STATED PROBLEM →
In the text on Nostr tags, what must be used instead of the g tag on NIP-22?

I am fully rewriting Quartz (the Kotlin lib for nostr) to not have any tag define itself as global. Because there isn't really such a thing in Nostr. Some tags just so happen to work, but there isn't a guarantee. The g tag doesn't work on NIP-22, for instance. You need to use an I tag that starts with geo:. Each kind must acknowledge that specific tags can be used with them and that does include q, t, and others. But that acknowledgment must be per kind.

I don't know how to fix this.

I don't know either. It might require us to redefine what things are in the NIP repo over time. Slowly migrating things that were defined as one thing into another realm.

Take the a tag for instance. There are a few things bundled in its definition:

  • The notion of an unique address, which should follow kind:pubkey:dtag
  • The notion of event findable coordinates (address + a relay hint)
  • The format of the a tag itself ["a", "kind:pubkey:dtag","<relay hint>"],
  • The semantics of what the a tag means in separate NIPs

On the e tag.

EXCERPTED RECORDS →
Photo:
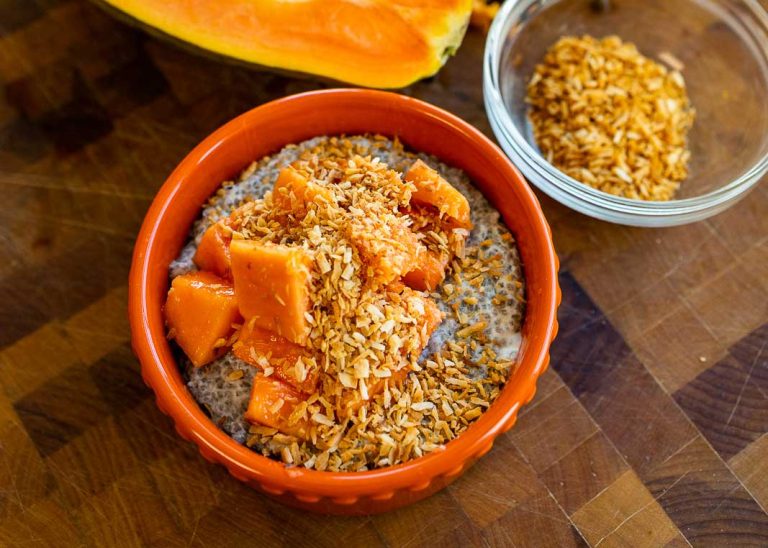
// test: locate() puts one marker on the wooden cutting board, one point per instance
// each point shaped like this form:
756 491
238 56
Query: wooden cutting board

TASK RESPONSE →
An I tag that starts with geo:.